Short task:
Can you scale the lines below, starting at the line that contains "Annotate the white cloud" and ending at the last line, both included? Rewrite only those lines, requests included, multiplying every x and y coordinate in the answers by 2.05 and rounding to whole numbers with halves rounded up, and omit the pictures.

Lines from a data source
## start

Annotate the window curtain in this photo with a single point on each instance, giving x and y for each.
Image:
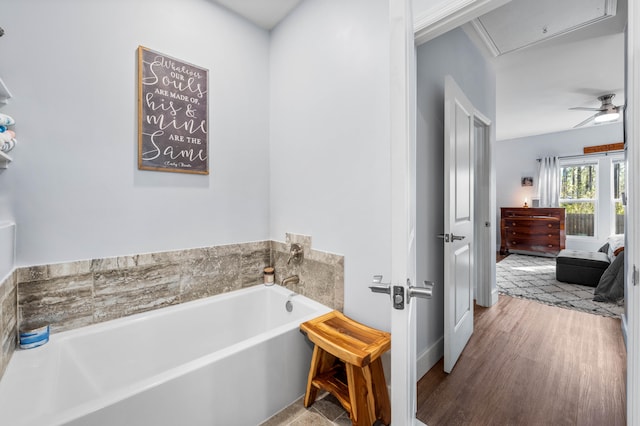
(549, 182)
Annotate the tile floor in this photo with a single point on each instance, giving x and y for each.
(326, 411)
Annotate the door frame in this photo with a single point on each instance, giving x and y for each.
(447, 15)
(485, 213)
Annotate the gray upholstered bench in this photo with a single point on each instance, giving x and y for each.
(581, 267)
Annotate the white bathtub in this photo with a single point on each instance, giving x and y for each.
(233, 359)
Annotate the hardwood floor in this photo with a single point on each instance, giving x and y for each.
(531, 364)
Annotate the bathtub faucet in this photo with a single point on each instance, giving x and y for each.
(293, 279)
(288, 304)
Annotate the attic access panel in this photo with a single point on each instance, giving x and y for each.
(522, 23)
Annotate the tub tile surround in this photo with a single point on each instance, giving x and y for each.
(321, 273)
(8, 320)
(76, 294)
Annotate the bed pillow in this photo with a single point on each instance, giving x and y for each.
(611, 285)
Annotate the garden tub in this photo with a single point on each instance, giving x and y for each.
(233, 359)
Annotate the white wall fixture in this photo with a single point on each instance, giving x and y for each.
(4, 92)
(522, 23)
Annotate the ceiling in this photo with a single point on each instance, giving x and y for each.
(264, 13)
(552, 55)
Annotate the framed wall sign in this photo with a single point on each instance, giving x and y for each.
(172, 114)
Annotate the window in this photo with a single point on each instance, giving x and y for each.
(579, 195)
(618, 195)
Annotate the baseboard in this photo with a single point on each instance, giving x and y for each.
(429, 357)
(623, 325)
(494, 296)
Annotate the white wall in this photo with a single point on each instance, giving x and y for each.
(330, 172)
(452, 53)
(516, 158)
(74, 189)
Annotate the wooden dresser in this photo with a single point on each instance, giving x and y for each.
(535, 230)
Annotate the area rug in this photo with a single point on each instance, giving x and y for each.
(534, 278)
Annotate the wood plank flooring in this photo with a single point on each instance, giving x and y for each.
(531, 364)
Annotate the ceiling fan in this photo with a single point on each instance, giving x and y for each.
(606, 113)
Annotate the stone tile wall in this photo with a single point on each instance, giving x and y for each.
(8, 320)
(76, 294)
(321, 274)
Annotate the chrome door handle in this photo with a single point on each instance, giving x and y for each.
(425, 292)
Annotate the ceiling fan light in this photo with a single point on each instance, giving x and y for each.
(604, 118)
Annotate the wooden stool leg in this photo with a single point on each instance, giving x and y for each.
(321, 361)
(371, 400)
(358, 396)
(383, 406)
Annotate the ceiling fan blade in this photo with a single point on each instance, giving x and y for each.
(585, 121)
(586, 109)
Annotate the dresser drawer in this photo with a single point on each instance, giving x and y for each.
(532, 229)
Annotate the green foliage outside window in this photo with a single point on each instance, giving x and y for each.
(578, 182)
(619, 176)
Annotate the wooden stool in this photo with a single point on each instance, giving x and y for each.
(344, 347)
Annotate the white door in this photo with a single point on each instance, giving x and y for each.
(458, 222)
(403, 259)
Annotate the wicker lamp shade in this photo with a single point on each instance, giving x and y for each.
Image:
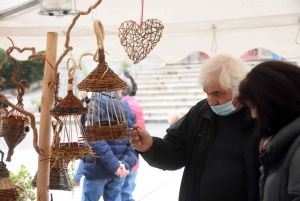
(70, 105)
(102, 78)
(59, 177)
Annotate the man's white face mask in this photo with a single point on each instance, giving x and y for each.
(224, 109)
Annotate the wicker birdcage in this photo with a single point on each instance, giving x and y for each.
(105, 119)
(59, 177)
(15, 124)
(69, 140)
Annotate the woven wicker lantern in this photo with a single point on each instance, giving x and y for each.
(59, 177)
(8, 191)
(15, 125)
(105, 119)
(69, 142)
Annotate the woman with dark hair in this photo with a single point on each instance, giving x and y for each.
(272, 91)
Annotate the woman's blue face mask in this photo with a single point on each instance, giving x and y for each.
(224, 109)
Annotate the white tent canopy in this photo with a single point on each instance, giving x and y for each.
(241, 25)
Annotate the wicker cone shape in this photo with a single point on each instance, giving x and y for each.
(59, 177)
(102, 78)
(138, 40)
(71, 151)
(13, 130)
(7, 190)
(70, 105)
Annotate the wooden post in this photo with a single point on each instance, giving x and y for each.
(45, 119)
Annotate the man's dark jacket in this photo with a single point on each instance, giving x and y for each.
(280, 180)
(187, 144)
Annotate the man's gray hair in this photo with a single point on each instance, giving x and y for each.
(231, 71)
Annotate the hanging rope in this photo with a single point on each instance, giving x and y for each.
(214, 41)
(297, 36)
(100, 34)
(71, 72)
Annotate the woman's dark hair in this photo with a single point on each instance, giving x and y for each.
(273, 87)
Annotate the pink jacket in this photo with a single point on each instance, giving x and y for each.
(139, 115)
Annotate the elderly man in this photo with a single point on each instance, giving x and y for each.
(214, 141)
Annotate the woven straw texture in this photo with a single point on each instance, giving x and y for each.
(138, 40)
(13, 131)
(59, 177)
(70, 105)
(105, 132)
(7, 190)
(3, 113)
(101, 79)
(71, 151)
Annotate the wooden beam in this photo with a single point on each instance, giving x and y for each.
(45, 119)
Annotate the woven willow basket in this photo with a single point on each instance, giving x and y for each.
(59, 177)
(63, 146)
(3, 114)
(105, 132)
(8, 191)
(71, 151)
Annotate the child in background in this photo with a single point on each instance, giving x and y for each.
(173, 117)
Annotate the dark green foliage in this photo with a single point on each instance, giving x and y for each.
(24, 178)
(32, 71)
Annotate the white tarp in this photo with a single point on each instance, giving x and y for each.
(241, 25)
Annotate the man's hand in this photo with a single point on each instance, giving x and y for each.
(140, 139)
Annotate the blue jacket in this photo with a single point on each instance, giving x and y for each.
(107, 103)
(110, 151)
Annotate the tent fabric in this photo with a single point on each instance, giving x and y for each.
(241, 25)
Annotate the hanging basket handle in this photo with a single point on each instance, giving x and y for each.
(23, 191)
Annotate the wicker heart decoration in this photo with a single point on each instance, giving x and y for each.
(138, 40)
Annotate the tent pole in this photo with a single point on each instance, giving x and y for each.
(43, 173)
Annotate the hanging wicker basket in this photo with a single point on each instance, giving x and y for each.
(8, 191)
(3, 114)
(71, 151)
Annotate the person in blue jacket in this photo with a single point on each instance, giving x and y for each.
(105, 176)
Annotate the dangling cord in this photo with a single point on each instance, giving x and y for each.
(56, 89)
(297, 34)
(142, 14)
(214, 41)
(71, 72)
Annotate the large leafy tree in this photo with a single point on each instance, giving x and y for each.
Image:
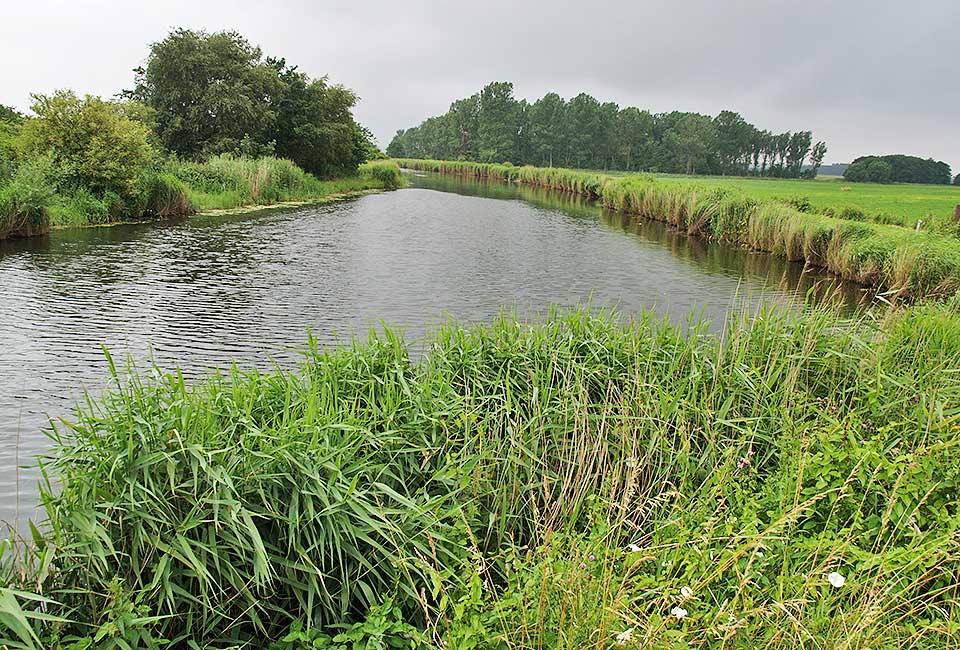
(584, 132)
(217, 93)
(497, 122)
(902, 169)
(211, 92)
(314, 125)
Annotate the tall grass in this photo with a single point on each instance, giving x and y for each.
(225, 182)
(552, 484)
(903, 262)
(34, 199)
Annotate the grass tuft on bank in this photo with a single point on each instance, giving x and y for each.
(36, 199)
(577, 482)
(902, 261)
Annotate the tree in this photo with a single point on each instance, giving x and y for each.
(691, 142)
(583, 132)
(10, 121)
(546, 125)
(497, 122)
(869, 170)
(93, 142)
(733, 142)
(216, 93)
(313, 124)
(817, 155)
(903, 169)
(210, 91)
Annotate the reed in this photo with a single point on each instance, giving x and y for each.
(902, 262)
(522, 485)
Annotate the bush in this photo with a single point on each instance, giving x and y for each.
(95, 144)
(26, 197)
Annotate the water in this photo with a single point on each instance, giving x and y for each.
(210, 290)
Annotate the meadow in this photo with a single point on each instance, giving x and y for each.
(582, 481)
(903, 262)
(901, 204)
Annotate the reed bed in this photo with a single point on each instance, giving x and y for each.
(897, 260)
(581, 481)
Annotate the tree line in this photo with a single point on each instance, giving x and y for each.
(493, 126)
(898, 169)
(198, 95)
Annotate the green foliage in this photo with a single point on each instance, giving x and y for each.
(869, 170)
(527, 486)
(492, 126)
(26, 198)
(92, 141)
(215, 93)
(897, 169)
(906, 263)
(386, 173)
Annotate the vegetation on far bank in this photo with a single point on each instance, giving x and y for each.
(904, 262)
(898, 169)
(211, 123)
(492, 126)
(574, 483)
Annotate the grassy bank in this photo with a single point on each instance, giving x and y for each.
(575, 483)
(897, 259)
(897, 204)
(33, 201)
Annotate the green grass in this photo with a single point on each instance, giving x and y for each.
(543, 485)
(903, 262)
(901, 204)
(31, 203)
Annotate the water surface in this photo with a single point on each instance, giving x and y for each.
(210, 290)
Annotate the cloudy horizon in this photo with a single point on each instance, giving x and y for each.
(868, 78)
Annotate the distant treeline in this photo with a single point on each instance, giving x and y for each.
(493, 126)
(898, 169)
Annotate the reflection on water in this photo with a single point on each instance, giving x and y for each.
(210, 290)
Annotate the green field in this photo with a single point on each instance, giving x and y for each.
(911, 202)
(899, 203)
(880, 249)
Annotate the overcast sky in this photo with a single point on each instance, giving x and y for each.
(867, 76)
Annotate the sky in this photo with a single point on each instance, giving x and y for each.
(866, 76)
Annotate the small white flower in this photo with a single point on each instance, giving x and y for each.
(836, 579)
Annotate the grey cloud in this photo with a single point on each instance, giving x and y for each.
(866, 76)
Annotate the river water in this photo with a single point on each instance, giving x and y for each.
(211, 290)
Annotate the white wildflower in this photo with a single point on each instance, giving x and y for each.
(836, 579)
(624, 636)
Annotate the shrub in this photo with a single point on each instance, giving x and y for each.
(386, 173)
(26, 197)
(95, 144)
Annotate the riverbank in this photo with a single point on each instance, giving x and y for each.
(574, 483)
(221, 184)
(897, 260)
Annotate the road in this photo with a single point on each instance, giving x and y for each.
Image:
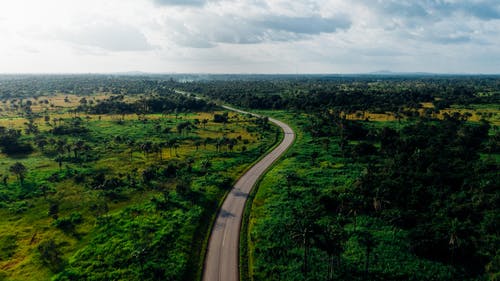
(221, 261)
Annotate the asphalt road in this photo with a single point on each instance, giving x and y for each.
(221, 261)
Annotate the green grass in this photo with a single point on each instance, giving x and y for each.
(26, 224)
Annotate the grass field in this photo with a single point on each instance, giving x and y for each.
(113, 145)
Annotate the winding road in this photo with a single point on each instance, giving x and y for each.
(221, 260)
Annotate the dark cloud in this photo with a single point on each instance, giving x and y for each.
(436, 10)
(305, 25)
(209, 30)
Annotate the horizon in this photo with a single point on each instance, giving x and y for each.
(250, 37)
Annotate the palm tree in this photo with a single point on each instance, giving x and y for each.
(19, 170)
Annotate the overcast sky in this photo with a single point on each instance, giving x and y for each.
(249, 36)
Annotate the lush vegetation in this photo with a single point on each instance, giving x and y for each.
(115, 177)
(114, 186)
(411, 196)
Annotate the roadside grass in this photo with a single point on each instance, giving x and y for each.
(25, 220)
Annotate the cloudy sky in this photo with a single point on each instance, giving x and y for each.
(249, 36)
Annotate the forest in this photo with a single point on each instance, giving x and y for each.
(106, 177)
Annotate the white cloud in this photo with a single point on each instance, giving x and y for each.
(245, 36)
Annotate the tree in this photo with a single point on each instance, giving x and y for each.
(19, 170)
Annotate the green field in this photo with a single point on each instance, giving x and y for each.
(117, 196)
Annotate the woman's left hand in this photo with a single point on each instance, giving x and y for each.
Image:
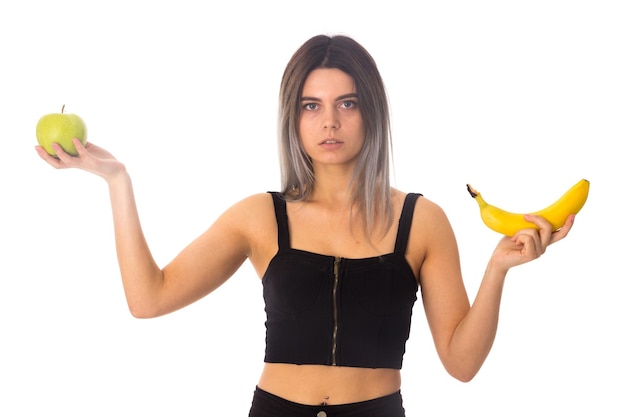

## end

Correct answer:
Annotate the white cloud in this photo with a single point on each instance, giving x and y for each.
(502, 74)
Annotate the tree in this photo with a single point on each instance, giving x and y for each.
(39, 349)
Annotate the green field in this photo with a single point on each instance, giving x and y for each.
(240, 402)
Annotate the woman's left hand in this photo with a single point on each instance, giving x and y for each.
Image:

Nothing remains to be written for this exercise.